■ **Problem requirements**:
Print the material below line for line, reproducing every line verbatim and in its original order.
— Start of Records for processing —
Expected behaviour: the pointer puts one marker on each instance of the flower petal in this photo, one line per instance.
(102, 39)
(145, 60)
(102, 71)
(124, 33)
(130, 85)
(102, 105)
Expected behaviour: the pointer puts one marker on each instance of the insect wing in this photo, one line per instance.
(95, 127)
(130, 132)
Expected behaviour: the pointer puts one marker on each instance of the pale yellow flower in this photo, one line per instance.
— End of Records for processing —
■ **Expected output**:
Expected behaviour: the pointer puts one marker on each instance of the flower petal in this photo, one line per instance.
(102, 39)
(145, 60)
(102, 71)
(124, 33)
(130, 85)
(102, 105)
Expected behaviour: the pointer puts one marker on each instance of the insect wing in this photo, one line per instance.
(95, 127)
(130, 132)
Expected behaviour: the pointer puts one marker on each instance of the pale yellow flower in this photo, one line per instance.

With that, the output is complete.